(Beginning of DOCUMENT TEXT)

As for the taste? I agree, it does taste better, it’s satisfying, and it tastes really good with my homemade bread and honey! And only time will tell if it actually is better for me. In the meantime, find some for yourself here.
Yesterday, I finally found locally grown lettuce at the Farmers Market in downtown Indy. For someone who eats a salad for lunch almost every day, this made me incredibly happy. And by going local, I didn’t have to worry about the latest Dole recall!
Going Local: Rhaya’s Day 5
Breakfast consisted of the usual raspberry smoothie. I also had a hard-boiled egg and some fresh veggies as I was making my salad for lunch.
For lunch, my salad was a great change of pace. Fresh lettuce topped with green peppers, hard-boiled egg, grape tomatoes, and some shredded raw milk cheese. I added a little homemade dressing for flavor. Did you know in Australia, they often don’t add any dressing to their salads? They add a variety of toppings including avocados, feta and egg so that other than an optional squeeze of lemon and dash of pepper, really no dressing is required.
Afternoon snack was some (previously oven-roasted) acorn squash.
Dinner will be roasted vegetables (that I made two nights ago). It’s similar to the Seasonal Potato Salad, but I didn’t have enough potatoes, so I added yellow beans and broccoli. I will finish off the meal with some sweet cantaloupe.

(End of DOCUMENT TEXT)

QUESTIONS:
(A) According to the Going Local post, where did the writer find locally grown lettuce?
(B) Give again, word for word, the part of the Going Local post that begins at the words "Yesterday, I finally" and stops after the words "latest Dole recall!".

(Beginning of PROVIDED RECORDS)

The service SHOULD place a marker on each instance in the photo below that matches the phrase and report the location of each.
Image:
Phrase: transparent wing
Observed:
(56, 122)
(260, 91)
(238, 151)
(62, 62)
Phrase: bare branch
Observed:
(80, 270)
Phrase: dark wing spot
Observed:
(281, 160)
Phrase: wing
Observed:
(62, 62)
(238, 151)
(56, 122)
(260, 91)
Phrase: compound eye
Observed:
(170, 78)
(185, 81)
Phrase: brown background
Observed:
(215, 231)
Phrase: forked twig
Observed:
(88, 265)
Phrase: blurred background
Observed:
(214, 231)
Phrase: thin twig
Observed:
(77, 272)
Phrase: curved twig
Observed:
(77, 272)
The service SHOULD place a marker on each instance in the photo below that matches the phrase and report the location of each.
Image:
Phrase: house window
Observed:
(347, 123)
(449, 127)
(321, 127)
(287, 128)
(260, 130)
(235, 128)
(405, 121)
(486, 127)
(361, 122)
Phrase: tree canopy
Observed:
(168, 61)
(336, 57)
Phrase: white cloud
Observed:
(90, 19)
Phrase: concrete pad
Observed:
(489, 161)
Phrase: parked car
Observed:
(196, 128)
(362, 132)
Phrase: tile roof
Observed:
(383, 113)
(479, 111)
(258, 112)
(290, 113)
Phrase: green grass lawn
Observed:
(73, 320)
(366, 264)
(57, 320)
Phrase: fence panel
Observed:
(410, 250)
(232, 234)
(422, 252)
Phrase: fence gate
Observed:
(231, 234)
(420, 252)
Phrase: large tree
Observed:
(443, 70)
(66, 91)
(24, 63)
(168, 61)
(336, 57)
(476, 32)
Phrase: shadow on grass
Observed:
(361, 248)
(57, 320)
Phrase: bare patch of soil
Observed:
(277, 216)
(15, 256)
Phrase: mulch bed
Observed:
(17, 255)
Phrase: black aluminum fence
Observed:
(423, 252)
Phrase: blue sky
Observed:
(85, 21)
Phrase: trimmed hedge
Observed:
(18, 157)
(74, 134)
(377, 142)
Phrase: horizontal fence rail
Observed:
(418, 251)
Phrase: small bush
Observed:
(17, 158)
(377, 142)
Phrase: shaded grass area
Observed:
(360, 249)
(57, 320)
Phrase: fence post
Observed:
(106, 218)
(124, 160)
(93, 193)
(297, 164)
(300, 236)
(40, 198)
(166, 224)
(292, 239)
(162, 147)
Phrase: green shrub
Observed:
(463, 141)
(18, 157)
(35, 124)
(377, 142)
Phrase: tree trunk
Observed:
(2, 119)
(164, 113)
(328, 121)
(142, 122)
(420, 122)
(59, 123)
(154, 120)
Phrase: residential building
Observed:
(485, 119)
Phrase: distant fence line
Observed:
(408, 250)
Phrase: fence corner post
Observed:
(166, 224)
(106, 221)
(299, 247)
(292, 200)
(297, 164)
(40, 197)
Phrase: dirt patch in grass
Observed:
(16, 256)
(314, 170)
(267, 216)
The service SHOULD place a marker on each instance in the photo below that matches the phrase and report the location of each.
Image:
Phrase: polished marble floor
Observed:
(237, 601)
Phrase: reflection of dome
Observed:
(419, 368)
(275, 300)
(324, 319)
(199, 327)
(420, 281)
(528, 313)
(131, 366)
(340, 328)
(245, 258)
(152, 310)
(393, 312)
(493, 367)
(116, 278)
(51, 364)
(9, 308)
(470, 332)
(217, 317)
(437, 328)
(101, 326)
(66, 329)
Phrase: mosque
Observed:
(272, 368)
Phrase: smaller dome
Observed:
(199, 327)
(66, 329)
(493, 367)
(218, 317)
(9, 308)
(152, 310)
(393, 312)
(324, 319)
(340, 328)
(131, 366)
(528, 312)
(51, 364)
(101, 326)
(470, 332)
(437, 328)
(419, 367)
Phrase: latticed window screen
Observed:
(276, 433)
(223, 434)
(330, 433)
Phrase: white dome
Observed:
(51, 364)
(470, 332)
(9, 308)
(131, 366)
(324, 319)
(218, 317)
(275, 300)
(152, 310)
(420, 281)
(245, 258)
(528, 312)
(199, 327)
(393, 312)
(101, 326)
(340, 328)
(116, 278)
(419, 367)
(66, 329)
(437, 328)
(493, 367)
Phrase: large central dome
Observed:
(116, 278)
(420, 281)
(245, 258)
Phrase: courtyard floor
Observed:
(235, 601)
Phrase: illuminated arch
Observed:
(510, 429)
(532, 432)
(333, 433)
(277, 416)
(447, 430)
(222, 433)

(End of PROVIDED RECORDS)

ANSWERS GIVEN:
(A) At the Farmers Market in downtown Indy.

(B)
Yesterday, I finally found locally grown lettuce at the Farmers Market in downtown Indy. For someone who eats a salad for lunch almost every day, this made me incredibly happy. And by going local, I didn’t have to worry about the latest Dole recall!